==== TRECHO DA PÁGINA ====

Essa suspensão de julgamento moral não significa neutralidade, posição difícil de manter diante de um tempo tão conflagrado como foram os anos 1970, nos quais a história se desenrola. Mas permite escutar os personagens, sem estigmatizá-los a priori, como se deu, no calor da hora, entre a parcela da opinião pública oposicionista.
Vivia-se o governo do general Médici, reconhecidamente o mais violento e repressivo de todo o período ditatorial (1964-1985). Era tempo do AI-5 e da resistência armada em luta desigual contra o regime. Tempo dos porões da ditadura e da tortura institucionalizada (mas jamais assumida) como política de Estado.
Nesse contexto, alguns presos políticos se apresentam à televisão e concedem entrevistas aos jornais, confessando-se “arrependidos” de suas ideias e dos atos praticados. Qual o grau de “sinceridade” desses depoimentos? Renegaram, de fato, suas convicções, ou apenas estavam negociando vantagens ou simplesmente escapando da tortura?
O filme caminha atrás das respostas a essas perguntas. Procura pelos personagens e os entrevista. Fala com os que se dispõem a exumar fantasmas do passado. A maioria recusa-se a revisitar experiências tão traumáticas. Procura também resgatar a trajetória e motivações de dois deles, já mortos. Até 1975, cerca de 40 presos políticos fizeram esse mea culpa público, exortando os jovens a não seguir esse caminho e passando a elogiar o regime que antes combatiam.
O governo militar via nesses depoimentos uma justificativa para suas ações repressivas. Era importante também no campo internacional, na recorrente tentativa das ditaduras para se legitimar. Enfim, era uma operação tanto de propaganda quanto de guerra psicológica dissuasiva. Já para a esquerda, os “arrependidos” eram apenas traidores ou “desbundados”, como chamavam os que haviam trocado a luta revolucionária pelas dunas de Ipanema e as praias da Bahia.
Já o filme mostra a heterogeneidade desse grupo. Há os convictos, que dizem ter renegado suas ideias porque abriram os olhos para a realidade e viram seu erro. Um deles hoje escreve em órgãos de direita e chama o general Médici de “estadista”. Tanta zelo faz desconfiar de que talvez não tenha sido um simples arrependido, afinal de contas. Outros, como Celso Lungaretti, autor do livro-depoimento Náufrago da Utopia, admite ter feito a encenação para escapar à tortura.
Outro, Massafumi Yoshinaga, negociou a liberdade em troca do “arrependimento”. Livrou-se da tortura e da prisão, mas, parece, nunca se libertou de fato. Ex-militante da VPR (Vanguarda Popular Revolucionária), entrou em depressão e suicidou-se em 1976.
Manoel Henrique Ferreira conseguiu denunciar a farsa através de uma carta, que passava, aos pedacinhos, para fora da prisão. Morreu em 2014. A leitura da carta endereçada a Dom Paulo Evaristo Arns, por sua viúva, Graça Lago, é um dos momentos mais esclarecedores (e emocionantes) do documentário.
Filme incômodo, como reconhecem os diretores. Porém fundamental para a compreensão de um pesadelo histórico que pensávamos encerrado e sobre o qual ainda há muito a pesquisar. De certa forma, vivemos a tragédia política atual por não termos tido a coragem de exorcizar por completo o fantasma da ditadura. Ele voltou a nos assombrar.

====

» TAREFA PROPOSTA:
Responda às perguntas com base no texto sobre o documentário acima:
(a) Até 1975, cerca de quantos presos políticos fizeram o mea culpa público?
(b) Em que ano Massafumi Yoshinaga se suicidou?
(c) A quem era endereçada a carta de Manoel Henrique Ferreira, e quem a lê no documentário?

==== EXTRATO DE DADOS ====

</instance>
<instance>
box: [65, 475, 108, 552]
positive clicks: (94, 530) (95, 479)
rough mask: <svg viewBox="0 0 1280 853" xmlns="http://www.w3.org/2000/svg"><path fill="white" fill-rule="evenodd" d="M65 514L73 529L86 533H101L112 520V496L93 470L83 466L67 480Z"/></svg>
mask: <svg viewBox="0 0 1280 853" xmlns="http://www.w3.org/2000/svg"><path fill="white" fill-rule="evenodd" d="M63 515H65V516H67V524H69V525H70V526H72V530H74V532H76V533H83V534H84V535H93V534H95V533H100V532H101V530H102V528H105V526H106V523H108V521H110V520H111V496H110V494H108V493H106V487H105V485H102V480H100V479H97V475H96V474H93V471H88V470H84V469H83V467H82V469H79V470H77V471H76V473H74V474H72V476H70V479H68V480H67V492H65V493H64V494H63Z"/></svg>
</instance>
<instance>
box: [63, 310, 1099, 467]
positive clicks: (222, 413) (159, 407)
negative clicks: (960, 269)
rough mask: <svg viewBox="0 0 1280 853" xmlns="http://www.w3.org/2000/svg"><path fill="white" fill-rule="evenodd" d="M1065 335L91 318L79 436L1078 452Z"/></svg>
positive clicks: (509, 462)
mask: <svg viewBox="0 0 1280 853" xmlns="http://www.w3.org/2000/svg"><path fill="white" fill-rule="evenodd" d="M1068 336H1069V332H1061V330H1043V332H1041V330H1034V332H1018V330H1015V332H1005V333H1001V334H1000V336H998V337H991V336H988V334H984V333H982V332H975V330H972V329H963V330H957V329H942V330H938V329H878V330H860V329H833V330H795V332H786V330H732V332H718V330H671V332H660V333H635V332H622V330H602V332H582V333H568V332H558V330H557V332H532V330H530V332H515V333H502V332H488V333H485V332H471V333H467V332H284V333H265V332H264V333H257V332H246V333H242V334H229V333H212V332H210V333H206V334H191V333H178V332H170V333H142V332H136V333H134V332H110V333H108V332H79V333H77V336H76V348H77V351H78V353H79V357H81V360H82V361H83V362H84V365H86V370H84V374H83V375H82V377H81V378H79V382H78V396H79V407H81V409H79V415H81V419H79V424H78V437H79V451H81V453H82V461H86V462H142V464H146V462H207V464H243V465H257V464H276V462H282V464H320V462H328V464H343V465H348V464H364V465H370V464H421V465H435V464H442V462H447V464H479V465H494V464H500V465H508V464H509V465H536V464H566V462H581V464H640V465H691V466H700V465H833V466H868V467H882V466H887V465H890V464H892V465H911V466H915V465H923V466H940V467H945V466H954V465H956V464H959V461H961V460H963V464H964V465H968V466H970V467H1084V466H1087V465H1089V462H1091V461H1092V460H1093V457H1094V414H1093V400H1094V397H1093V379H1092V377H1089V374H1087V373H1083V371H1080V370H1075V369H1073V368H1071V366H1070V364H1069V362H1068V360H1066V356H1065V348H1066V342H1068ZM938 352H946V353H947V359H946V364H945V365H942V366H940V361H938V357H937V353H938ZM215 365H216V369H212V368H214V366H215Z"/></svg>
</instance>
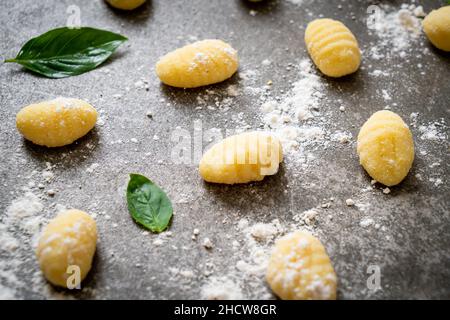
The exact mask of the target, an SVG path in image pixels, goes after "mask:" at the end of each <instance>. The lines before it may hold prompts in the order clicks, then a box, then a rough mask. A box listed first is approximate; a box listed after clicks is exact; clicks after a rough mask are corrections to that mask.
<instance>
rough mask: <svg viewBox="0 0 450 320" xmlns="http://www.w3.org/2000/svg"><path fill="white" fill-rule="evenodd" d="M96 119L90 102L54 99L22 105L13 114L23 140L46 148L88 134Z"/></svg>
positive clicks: (58, 145) (65, 144)
mask: <svg viewBox="0 0 450 320" xmlns="http://www.w3.org/2000/svg"><path fill="white" fill-rule="evenodd" d="M96 121H97V111H96V110H95V109H94V107H92V106H91V105H90V104H89V103H87V102H85V101H83V100H79V99H71V98H57V99H54V100H51V101H44V102H40V103H36V104H31V105H29V106H26V107H24V108H23V109H22V110H20V111H19V113H18V114H17V116H16V126H17V129H18V130H19V131H20V133H21V134H22V135H23V136H24V137H25V139H27V140H30V141H32V142H33V143H35V144H38V145H41V146H47V147H61V146H65V145H67V144H71V143H72V142H74V141H75V140H77V139H79V138H81V137H82V136H84V135H85V134H87V133H88V132H89V131H90V130H91V129H92V128H93V127H94V125H95V122H96Z"/></svg>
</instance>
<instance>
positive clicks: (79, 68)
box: [5, 27, 128, 78]
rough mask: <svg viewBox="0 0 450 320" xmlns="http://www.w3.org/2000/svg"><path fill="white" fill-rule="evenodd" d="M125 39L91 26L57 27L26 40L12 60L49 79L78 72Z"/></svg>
mask: <svg viewBox="0 0 450 320" xmlns="http://www.w3.org/2000/svg"><path fill="white" fill-rule="evenodd" d="M127 40H128V39H127V38H126V37H124V36H122V35H120V34H117V33H113V32H109V31H106V30H100V29H94V28H88V27H84V28H78V29H71V28H67V27H64V28H57V29H53V30H50V31H48V32H46V33H44V34H42V35H40V36H38V37H36V38H33V39H31V40H29V41H28V42H27V43H25V45H24V46H23V47H22V49H20V51H19V53H18V54H17V56H16V57H15V58H14V59H8V60H5V62H15V63H19V64H21V65H22V66H24V67H25V68H27V69H29V70H32V71H34V72H37V73H39V74H41V75H43V76H46V77H49V78H64V77H70V76H74V75H78V74H81V73H84V72H87V71H90V70H92V69H95V68H96V67H97V66H98V65H100V64H101V63H102V62H104V61H105V60H106V59H108V58H109V56H110V55H111V54H112V53H113V52H114V51H115V50H116V49H117V48H118V47H119V46H120V45H121V44H122V43H123V42H125V41H127Z"/></svg>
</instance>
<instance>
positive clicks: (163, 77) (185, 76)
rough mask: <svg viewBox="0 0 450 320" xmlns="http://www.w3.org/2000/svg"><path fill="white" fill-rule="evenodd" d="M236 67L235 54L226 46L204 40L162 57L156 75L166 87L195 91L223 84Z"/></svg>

====

» RESPOSTA REDIGIDA:
(a) Cerca de 40 presos políticos.
(b) Em 1976.
(c) A carta era endereçada a Dom Paulo Evaristo Arns e é lida pela viúva de Manoel Henrique Ferreira, Graça Lago.